Yazılı Problem → Seramik su filtresi metninden "Bali’de su kaynakları" sözcüklerinin geçtiği yerden başlayan ve "inceleyerek işe başlamış." sözcüklerinden sonra biten bölümü değiştirmeden çıkar.

Metin Bloğu →

= = = = = = =

24 Mayıs 2013 Cuma

THK: Chakra'nın Seramik İçme Suyu Filtresi

Bali’deki Tri Hita Karana Vakfı’nı yürüten Chakra Widia’nın yanında öğrendiğimiz çok basit ama bir o kadar da işlevsel ve önemli sistemlerden biri de, seramik (terracota) çömlekler kullanarak musluk suyunu (şebeke, kuyu gibi nispeten temiz su kaynaklarını) içme suyuna çeviren bir yöntemdi.

Bali’de su kaynakları epey zengin olsa da, kültürel ve dini olarak suyu kutsal sayan bu memlekette bile çevre kirliliğinden nasbini alıyor bunlar. Günümüzde seramik ve karbon filtreleme sistemleri oldukça yaygın, fakat doğrudan musluğa monte edilen bu cihazlar oldukça pahalı ve zaman zaman bakım gerektiriyorlar. Ya da çok büyük ölçekli ve yine pahalılar. Bali’nin turistik açılımını destekleyen yabancı merkezli otel, spa ve ‘retreat’lerin yanı sıra, temiz su kaynaklarına ulaşımı gün geçtikçe zorlaşan Bali köylülerinin de rahatça içme suyu temin edebilmeleri için uğraşan Chakra, bu sistemi geliştirirken, eski Bali yerlilerinin geleneksel içme suyu hasadı tekniklerini inceleyerek işe başlamış.

= = = = = = =

Gösterilen Satırlar →

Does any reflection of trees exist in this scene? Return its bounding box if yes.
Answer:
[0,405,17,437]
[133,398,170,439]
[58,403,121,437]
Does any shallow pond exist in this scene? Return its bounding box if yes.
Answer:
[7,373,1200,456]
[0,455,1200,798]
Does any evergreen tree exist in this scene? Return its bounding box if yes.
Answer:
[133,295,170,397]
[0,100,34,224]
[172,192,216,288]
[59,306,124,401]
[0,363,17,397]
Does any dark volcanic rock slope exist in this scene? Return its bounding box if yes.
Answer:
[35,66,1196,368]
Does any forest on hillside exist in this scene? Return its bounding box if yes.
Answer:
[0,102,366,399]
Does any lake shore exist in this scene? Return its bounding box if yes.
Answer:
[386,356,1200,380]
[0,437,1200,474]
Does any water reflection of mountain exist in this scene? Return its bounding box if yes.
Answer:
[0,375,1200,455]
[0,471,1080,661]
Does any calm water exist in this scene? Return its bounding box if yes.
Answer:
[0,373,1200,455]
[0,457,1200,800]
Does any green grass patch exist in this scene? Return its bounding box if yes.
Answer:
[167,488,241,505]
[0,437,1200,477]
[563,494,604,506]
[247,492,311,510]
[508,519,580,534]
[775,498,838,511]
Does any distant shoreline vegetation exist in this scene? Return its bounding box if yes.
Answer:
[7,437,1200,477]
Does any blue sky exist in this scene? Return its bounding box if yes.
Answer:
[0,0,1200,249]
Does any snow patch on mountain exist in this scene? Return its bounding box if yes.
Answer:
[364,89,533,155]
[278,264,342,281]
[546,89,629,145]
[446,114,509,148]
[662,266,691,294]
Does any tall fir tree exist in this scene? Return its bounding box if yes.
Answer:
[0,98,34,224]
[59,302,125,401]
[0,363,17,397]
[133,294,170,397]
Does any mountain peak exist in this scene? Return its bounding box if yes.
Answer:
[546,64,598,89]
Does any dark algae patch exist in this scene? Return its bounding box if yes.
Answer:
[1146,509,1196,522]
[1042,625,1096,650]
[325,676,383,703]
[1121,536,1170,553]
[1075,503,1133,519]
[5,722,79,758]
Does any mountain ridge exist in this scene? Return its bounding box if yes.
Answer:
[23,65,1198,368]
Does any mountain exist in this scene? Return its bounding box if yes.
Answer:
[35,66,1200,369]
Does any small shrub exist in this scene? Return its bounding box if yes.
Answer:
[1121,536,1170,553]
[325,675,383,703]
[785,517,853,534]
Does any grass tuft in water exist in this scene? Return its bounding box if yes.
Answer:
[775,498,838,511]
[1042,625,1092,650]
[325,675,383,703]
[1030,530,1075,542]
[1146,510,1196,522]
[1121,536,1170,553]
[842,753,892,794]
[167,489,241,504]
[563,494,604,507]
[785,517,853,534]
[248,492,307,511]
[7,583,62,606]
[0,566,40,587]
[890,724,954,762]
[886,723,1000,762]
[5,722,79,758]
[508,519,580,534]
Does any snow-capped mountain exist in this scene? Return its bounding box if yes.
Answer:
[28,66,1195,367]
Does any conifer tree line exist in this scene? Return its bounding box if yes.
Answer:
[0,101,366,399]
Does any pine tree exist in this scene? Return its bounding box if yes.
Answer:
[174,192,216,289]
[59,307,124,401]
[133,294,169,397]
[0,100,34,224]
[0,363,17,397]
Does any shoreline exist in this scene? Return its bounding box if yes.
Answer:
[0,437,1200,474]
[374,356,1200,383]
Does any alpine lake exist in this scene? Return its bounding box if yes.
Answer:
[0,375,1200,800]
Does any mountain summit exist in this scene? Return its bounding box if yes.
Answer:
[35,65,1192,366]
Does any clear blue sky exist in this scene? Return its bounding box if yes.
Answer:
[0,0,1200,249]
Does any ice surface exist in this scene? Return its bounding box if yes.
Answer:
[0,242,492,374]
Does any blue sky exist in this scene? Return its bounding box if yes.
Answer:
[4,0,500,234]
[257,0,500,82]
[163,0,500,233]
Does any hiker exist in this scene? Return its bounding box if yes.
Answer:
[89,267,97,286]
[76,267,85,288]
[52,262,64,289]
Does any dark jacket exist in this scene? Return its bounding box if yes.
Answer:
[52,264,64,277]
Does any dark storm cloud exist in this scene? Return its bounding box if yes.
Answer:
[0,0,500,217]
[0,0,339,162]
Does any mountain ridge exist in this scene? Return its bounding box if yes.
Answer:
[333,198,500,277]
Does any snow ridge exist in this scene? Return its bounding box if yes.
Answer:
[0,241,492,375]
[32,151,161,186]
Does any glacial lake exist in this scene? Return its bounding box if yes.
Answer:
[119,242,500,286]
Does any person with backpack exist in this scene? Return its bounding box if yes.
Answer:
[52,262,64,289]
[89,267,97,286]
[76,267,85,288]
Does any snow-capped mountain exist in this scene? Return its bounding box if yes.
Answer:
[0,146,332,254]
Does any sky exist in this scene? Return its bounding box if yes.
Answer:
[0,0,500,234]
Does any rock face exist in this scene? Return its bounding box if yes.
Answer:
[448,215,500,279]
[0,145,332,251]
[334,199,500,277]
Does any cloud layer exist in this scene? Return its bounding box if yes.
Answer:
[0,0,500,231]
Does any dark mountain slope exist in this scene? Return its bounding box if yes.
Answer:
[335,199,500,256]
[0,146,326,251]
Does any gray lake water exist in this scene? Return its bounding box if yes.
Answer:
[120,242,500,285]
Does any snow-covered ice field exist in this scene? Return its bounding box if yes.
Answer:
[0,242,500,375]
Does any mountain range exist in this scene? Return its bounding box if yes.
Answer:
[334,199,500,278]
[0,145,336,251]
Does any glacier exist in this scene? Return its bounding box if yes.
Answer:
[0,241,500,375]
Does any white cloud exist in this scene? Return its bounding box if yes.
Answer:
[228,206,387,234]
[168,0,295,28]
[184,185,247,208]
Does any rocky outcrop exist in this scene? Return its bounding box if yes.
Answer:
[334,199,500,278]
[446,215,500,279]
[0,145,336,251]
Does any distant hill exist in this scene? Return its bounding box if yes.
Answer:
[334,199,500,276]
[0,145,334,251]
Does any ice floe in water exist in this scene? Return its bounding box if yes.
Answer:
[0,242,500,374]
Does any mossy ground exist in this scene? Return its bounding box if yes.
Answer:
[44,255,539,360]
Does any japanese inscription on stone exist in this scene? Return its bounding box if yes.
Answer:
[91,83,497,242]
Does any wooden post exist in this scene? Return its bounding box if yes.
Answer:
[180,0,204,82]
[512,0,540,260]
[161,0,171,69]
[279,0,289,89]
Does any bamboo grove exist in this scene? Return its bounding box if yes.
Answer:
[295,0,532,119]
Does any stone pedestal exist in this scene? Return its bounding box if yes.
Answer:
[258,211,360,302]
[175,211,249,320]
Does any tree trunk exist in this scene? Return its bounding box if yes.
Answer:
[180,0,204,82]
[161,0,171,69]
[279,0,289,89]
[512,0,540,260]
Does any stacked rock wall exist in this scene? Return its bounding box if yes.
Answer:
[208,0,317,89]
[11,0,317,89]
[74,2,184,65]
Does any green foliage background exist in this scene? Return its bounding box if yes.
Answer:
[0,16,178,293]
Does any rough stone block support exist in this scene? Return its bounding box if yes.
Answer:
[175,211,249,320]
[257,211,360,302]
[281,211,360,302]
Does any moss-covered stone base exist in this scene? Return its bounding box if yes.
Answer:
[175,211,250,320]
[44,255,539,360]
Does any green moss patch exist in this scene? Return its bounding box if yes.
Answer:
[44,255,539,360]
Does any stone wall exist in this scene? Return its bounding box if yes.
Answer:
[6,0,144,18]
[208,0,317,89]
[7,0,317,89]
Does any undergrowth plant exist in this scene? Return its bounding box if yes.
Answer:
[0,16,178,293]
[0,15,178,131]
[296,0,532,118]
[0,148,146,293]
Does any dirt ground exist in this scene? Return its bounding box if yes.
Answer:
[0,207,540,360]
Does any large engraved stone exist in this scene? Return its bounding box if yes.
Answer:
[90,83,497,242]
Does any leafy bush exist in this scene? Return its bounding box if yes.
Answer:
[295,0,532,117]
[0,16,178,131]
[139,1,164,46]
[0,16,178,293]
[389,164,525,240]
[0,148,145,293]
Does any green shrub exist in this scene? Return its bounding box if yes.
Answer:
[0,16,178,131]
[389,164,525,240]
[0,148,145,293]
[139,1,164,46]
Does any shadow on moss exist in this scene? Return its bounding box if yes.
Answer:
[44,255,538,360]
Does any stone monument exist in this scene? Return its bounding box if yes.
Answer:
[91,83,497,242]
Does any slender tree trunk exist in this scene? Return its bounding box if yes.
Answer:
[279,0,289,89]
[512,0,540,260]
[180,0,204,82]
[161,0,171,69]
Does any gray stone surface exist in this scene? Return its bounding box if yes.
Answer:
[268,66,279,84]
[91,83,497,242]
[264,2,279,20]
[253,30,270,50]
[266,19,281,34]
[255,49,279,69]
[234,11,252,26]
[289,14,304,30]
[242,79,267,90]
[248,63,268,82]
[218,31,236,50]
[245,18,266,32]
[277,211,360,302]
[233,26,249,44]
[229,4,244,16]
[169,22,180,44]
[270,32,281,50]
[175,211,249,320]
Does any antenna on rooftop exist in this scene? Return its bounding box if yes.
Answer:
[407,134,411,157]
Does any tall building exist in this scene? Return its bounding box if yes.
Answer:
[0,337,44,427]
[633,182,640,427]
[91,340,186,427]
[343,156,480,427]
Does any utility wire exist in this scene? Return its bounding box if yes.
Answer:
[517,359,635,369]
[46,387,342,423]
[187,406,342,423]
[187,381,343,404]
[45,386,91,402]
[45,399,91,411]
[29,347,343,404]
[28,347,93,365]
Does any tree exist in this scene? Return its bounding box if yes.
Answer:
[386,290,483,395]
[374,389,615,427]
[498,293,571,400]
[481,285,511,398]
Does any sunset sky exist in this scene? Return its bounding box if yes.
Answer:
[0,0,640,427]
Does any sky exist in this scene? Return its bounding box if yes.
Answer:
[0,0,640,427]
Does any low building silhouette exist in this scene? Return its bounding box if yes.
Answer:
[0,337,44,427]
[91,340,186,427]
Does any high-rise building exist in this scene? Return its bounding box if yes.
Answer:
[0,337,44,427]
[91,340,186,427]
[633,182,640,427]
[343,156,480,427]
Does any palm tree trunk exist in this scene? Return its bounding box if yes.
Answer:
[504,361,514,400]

= = = = = = =

Eksiksiz Yanıt →
Bali’de su kaynakları epey zengin olsa da, kültürel ve dini olarak suyu kutsal sayan bu memlekette bile çevre kirliliğinden nasbini alıyor bunlar. Günümüzde seramik ve karbon filtreleme sistemleri oldukça yaygın, fakat doğrudan musluğa monte edilen bu cihazlar oldukça pahalı ve zaman zaman bakım gerektiriyorlar. Ya da çok büyük ölçekli ve yine pahalılar. Bali’nin turistik açılımını destekleyen yabancı merkezli otel, spa ve ‘retreat’lerin yanı sıra, temiz su kaynaklarına ulaşımı gün geçtikçe zorlaşan Bali köylülerinin de rahatça içme suyu temin edebilmeleri için uğraşan Chakra, bu sistemi geliştirirken, eski Bali yerlilerinin geleneksel içme suyu hasadı tekniklerini inceleyerek işe başlamış.